Can you switch "supply" to "give" in the lines from the one containing "Q: Detect the wooden chair" through the end of the records, both ends included, and return only those lines with nothing else changed?

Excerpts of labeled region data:
☆ ☆ ☆ ☆ ☆ ☆ ☆

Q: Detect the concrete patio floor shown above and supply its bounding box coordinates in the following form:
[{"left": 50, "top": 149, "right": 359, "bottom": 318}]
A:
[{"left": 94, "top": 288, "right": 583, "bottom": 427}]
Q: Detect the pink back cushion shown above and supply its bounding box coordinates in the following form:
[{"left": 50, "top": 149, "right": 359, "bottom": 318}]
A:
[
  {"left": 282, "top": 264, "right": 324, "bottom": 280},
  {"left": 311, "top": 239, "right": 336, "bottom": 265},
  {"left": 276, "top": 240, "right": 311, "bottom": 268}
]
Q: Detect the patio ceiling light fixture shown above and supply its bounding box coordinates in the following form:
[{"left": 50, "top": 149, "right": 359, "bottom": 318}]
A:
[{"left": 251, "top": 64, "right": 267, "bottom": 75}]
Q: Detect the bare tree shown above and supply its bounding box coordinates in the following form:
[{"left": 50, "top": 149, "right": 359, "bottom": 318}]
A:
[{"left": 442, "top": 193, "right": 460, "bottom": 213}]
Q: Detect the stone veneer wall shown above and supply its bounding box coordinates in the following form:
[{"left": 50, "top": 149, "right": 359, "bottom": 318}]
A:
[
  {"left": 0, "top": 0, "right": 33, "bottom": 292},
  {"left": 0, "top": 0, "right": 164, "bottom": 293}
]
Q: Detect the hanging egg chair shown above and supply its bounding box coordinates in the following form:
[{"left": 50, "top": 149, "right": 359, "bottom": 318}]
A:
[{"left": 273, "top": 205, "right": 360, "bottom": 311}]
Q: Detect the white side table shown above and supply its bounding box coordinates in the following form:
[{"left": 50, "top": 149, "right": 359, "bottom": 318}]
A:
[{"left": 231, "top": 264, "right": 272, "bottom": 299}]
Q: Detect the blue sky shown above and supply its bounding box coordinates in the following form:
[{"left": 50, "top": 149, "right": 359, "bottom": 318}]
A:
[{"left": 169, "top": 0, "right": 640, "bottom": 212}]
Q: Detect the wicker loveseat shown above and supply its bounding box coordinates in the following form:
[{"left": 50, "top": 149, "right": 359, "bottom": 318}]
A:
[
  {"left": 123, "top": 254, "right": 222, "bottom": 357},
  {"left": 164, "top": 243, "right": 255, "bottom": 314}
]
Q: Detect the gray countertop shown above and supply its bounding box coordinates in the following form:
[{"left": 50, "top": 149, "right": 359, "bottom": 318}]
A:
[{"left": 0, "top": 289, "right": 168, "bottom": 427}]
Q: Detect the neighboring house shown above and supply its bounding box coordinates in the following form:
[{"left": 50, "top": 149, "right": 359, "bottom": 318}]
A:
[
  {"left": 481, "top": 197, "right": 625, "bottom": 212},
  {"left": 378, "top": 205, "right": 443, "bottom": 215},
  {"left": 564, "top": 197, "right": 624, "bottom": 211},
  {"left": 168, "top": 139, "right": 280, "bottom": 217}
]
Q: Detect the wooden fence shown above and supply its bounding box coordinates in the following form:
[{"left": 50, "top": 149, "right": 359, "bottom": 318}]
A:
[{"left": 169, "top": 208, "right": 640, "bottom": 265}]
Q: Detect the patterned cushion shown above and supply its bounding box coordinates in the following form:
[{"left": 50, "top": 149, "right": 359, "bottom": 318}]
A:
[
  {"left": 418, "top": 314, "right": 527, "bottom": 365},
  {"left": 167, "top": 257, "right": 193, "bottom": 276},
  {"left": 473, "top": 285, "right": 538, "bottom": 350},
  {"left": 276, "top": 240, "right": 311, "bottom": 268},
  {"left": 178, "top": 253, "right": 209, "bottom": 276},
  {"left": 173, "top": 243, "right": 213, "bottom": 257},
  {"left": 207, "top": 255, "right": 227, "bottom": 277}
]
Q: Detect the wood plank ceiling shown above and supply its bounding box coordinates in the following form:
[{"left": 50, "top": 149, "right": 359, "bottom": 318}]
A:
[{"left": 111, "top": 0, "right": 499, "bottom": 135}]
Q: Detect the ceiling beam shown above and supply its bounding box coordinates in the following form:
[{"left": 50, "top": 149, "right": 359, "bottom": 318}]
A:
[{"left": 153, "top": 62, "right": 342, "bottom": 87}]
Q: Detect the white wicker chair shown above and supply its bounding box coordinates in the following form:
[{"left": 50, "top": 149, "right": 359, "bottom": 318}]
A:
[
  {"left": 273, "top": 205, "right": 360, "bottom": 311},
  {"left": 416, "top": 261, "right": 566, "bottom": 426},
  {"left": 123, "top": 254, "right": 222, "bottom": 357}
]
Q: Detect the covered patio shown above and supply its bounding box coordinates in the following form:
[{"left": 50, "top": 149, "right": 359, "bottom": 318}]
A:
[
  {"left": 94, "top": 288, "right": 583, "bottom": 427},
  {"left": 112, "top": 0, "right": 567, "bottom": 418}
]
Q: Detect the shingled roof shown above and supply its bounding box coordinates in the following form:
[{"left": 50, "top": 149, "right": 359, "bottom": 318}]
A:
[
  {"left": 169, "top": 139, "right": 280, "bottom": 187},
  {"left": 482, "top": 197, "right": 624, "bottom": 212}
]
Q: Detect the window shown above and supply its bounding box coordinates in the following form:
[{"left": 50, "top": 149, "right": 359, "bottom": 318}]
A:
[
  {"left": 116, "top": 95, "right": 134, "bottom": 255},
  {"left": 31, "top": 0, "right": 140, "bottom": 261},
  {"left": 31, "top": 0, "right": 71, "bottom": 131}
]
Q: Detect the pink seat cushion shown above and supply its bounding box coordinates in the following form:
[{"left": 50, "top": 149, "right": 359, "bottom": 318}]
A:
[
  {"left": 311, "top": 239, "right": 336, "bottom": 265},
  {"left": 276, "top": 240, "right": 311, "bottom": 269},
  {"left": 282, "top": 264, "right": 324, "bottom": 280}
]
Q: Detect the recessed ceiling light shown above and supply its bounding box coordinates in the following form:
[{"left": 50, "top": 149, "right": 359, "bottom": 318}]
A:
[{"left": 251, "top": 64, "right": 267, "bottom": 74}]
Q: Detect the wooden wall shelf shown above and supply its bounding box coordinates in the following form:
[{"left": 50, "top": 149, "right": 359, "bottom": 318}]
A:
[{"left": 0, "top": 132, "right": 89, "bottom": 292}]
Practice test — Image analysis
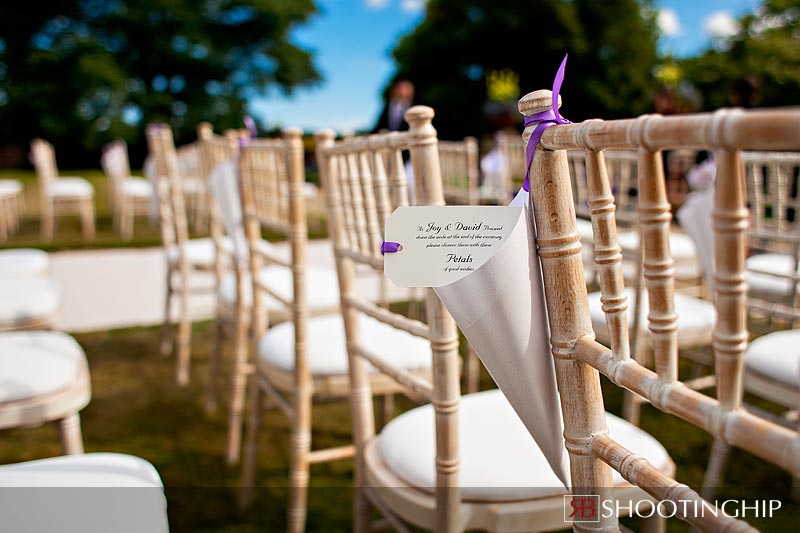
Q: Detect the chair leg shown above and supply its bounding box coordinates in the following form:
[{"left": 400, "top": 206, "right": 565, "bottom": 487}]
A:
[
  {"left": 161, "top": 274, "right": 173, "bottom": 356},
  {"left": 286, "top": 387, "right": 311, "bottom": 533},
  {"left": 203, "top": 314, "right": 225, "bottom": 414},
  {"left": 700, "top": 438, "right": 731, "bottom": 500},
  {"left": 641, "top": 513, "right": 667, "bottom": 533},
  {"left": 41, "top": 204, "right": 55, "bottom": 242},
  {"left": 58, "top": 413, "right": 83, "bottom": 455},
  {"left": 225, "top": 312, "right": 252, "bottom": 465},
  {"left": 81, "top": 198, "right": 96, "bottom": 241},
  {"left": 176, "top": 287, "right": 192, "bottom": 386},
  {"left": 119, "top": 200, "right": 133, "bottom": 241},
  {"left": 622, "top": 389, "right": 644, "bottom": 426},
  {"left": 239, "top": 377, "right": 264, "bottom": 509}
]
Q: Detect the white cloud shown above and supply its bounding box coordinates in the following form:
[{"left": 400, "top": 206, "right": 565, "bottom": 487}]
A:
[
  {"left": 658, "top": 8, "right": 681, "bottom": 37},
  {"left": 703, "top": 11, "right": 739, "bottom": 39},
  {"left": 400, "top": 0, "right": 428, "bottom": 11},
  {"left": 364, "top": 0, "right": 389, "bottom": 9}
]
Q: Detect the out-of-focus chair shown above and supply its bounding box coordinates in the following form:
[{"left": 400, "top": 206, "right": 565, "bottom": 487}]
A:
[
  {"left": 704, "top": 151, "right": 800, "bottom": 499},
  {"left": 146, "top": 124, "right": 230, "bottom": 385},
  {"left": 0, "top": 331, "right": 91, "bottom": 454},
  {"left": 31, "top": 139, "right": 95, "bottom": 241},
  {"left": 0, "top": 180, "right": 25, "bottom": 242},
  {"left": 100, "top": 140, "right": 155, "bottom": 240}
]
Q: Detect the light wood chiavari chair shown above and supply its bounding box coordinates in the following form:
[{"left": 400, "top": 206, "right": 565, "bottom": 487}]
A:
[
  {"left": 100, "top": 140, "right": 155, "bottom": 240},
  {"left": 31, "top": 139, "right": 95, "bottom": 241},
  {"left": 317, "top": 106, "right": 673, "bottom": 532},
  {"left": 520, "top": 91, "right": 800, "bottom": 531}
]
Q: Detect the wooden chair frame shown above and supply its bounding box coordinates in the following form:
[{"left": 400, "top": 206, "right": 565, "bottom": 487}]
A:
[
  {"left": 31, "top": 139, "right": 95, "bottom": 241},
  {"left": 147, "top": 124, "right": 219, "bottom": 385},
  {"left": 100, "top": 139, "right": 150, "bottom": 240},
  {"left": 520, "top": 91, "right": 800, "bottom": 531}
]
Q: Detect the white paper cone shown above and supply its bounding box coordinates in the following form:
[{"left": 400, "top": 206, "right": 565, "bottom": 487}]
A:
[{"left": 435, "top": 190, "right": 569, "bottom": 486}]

☆ ☆ ☆ ☆ ☆ ☆ ☆

• **Answer for this exercise**:
Q: Detect the wooden chair frame shown above and give its bounding box coordinates in the following form:
[{"left": 400, "top": 206, "right": 565, "bottom": 487}]
A:
[
  {"left": 31, "top": 139, "right": 95, "bottom": 241},
  {"left": 147, "top": 124, "right": 219, "bottom": 385},
  {"left": 100, "top": 139, "right": 150, "bottom": 240},
  {"left": 520, "top": 91, "right": 800, "bottom": 531}
]
Q: Detect the white paper cone shown above and give its bounding box coordinates in the following form:
[{"left": 400, "top": 206, "right": 565, "bottom": 487}]
A:
[{"left": 435, "top": 190, "right": 569, "bottom": 486}]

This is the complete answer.